Extract —
-- Begin --

1

I have a table with a lot of cumulative columns, these columns reset to 0 at the end of each month. If I sum this data, I'll end up double counting. Instead, With Hive, I'm trying to select the max date of each month.

I've tried this:

SELECT
    yyyy_mm_dd,
    id,
    name,
    cumulative_metric1,
    cumulative_metric2
FROM
    mytable

WHERE
    yyyy_mm_dd = last_day(yyyy_mm_dd)

mytable has daily data from the start of the year. In the output of the above, I only see the last date for January but not February. How can I select the last day of each month?

stackq
  • 491
  • 2
  • 15

2 Answers2

1

February is not over yet. Perhaps a window function does what you want:

SELECT yyyy_mm_dd, id, name, cumulative_metric1, cumulative_metric2
FROM (SELECT t.*,
             MAX(yyyy_mm_dd) OVER (PARTITION BY last_day(yyyy_mm_dd)) as last_yyyy_mm_dd
      FROM mytable t
     ) t
WHERE yyyy_mm_dd = last_yyyy_mm_dd;

This calculates the last day in the data.

Gordon Linoff
  • 1,242,037
  • 58
  • 646
  • 786
  • Should the inner table be aliased to `t` also? Also, this is a partitioned table so the inner table would also need `yyyy_mm_dd` in a `where` condition as that's the partitioned column. – stackq Feb 10 '20 at 13:28
0

use correlated subquery and date to month function in hive

SELECT
    yyyy_mm_dd,
    id,
    name,
    cumulative_metric1,
    cumulative_metric2
FROM
    mytable t1

WHERE
    yyyy_mm_dd = select max(yyyy_mm_dd) from mytable t2 where
     month(t1.yyyy_mm_dd)= month(t2.yyyy_mm_dd)
Zaynul Abadin Tuhin
  • 31,407
  • 5
  • 33
  • 63

-- End --

The request —
Transcribe the passage of the Hive thread above between "use correlated subquery" and "month(t1.yyyy_mm_dd)= month(t2.yyyy_mm_dd)", inclusive.

Record set —
-- Begin --

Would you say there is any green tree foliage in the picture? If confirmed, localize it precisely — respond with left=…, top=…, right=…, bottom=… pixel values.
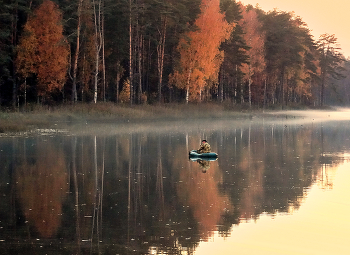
left=317, top=34, right=344, bottom=106
left=0, top=0, right=347, bottom=106
left=263, top=10, right=314, bottom=105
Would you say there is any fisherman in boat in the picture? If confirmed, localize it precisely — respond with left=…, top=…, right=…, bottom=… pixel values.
left=197, top=140, right=210, bottom=153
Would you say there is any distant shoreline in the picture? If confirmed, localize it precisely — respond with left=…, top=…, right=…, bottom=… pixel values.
left=0, top=103, right=342, bottom=134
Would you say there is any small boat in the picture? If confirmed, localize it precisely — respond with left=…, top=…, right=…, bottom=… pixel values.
left=189, top=150, right=218, bottom=158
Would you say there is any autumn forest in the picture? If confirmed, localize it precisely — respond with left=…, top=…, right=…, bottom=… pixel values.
left=0, top=0, right=350, bottom=108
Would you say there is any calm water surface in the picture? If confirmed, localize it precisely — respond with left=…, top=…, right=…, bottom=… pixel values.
left=0, top=116, right=350, bottom=255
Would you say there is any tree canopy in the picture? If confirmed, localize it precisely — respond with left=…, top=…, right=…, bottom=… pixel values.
left=0, top=0, right=348, bottom=107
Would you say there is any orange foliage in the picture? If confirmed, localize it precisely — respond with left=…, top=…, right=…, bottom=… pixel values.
left=170, top=0, right=234, bottom=101
left=17, top=0, right=69, bottom=97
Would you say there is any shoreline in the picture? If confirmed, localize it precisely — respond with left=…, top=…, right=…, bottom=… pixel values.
left=0, top=103, right=344, bottom=136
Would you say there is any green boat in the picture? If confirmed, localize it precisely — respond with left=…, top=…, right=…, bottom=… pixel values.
left=189, top=150, right=218, bottom=158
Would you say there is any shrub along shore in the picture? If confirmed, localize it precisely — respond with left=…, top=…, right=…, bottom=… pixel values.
left=0, top=102, right=328, bottom=134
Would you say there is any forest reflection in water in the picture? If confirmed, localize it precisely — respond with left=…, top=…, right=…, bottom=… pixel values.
left=0, top=121, right=350, bottom=254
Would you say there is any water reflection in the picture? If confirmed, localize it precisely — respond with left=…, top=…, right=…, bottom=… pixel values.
left=0, top=122, right=350, bottom=254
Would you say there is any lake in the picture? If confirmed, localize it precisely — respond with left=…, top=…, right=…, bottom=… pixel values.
left=0, top=112, right=350, bottom=255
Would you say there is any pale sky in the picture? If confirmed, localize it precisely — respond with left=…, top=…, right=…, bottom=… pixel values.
left=241, top=0, right=350, bottom=57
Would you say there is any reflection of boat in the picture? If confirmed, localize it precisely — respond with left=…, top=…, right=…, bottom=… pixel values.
left=189, top=150, right=218, bottom=159
left=190, top=157, right=218, bottom=162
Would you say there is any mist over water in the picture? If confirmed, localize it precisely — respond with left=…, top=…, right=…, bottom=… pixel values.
left=0, top=109, right=350, bottom=254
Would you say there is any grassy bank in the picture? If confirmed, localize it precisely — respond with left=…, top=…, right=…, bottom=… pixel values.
left=0, top=103, right=260, bottom=133
left=0, top=102, right=328, bottom=133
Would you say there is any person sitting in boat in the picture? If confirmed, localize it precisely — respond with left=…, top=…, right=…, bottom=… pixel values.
left=197, top=140, right=210, bottom=153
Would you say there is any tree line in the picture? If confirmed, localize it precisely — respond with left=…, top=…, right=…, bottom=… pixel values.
left=0, top=0, right=347, bottom=107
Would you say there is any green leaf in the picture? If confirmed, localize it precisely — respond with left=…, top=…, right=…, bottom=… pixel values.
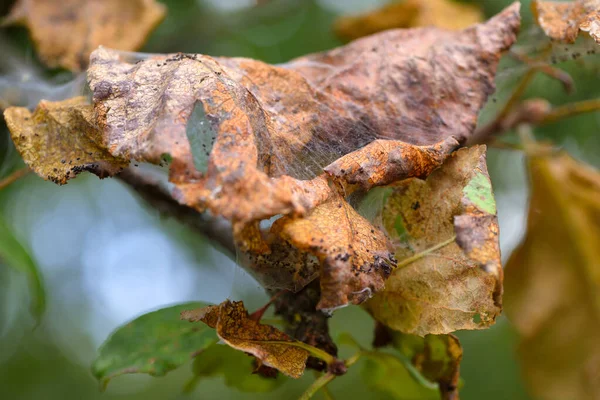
left=0, top=217, right=46, bottom=321
left=92, top=303, right=218, bottom=388
left=463, top=172, right=496, bottom=214
left=362, top=351, right=440, bottom=400
left=186, top=344, right=286, bottom=393
left=185, top=101, right=217, bottom=174
left=392, top=332, right=463, bottom=399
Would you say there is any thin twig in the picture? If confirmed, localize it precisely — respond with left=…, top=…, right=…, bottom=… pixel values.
left=118, top=167, right=236, bottom=259
left=509, top=51, right=575, bottom=94
left=0, top=167, right=31, bottom=190
left=541, top=99, right=600, bottom=124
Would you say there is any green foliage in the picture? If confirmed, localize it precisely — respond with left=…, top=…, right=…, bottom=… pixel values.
left=186, top=344, right=286, bottom=393
left=92, top=303, right=217, bottom=387
left=0, top=217, right=46, bottom=320
left=362, top=351, right=440, bottom=400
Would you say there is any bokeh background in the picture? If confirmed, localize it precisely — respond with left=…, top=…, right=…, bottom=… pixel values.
left=0, top=0, right=600, bottom=400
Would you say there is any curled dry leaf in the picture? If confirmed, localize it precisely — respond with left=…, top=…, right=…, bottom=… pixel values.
left=531, top=0, right=600, bottom=43
left=333, top=0, right=484, bottom=41
left=4, top=0, right=166, bottom=71
left=505, top=149, right=600, bottom=400
left=366, top=146, right=502, bottom=335
left=393, top=332, right=463, bottom=400
left=4, top=97, right=129, bottom=184
left=3, top=4, right=520, bottom=308
left=271, top=192, right=396, bottom=310
left=181, top=300, right=309, bottom=378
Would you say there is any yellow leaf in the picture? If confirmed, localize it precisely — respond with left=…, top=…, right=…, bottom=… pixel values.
left=531, top=0, right=600, bottom=43
left=366, top=146, right=502, bottom=336
left=4, top=0, right=166, bottom=71
left=334, top=0, right=484, bottom=41
left=4, top=97, right=129, bottom=184
left=505, top=153, right=600, bottom=400
left=181, top=300, right=309, bottom=378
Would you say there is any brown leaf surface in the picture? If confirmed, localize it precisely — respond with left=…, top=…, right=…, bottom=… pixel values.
left=181, top=300, right=309, bottom=378
left=4, top=0, right=166, bottom=71
left=4, top=97, right=129, bottom=184
left=333, top=0, right=484, bottom=41
left=531, top=0, right=600, bottom=43
left=88, top=5, right=519, bottom=225
left=4, top=4, right=520, bottom=308
left=367, top=146, right=502, bottom=335
left=505, top=149, right=600, bottom=400
left=271, top=192, right=396, bottom=310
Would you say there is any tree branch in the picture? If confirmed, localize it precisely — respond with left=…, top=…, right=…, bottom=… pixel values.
left=117, top=167, right=236, bottom=260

-- End --

Written answer —
use correlated subquery and date to month function in hive

SELECT
    yyyy_mm_dd,
    id,
    name,
    cumulative_metric1,
    cumulative_metric2
FROM
    mytable t1

WHERE
    yyyy_mm_dd = select max(yyyy_mm_dd) from mytable t2 where
     month(t1.yyyy_mm_dd)= month(t2.yyyy_mm_dd)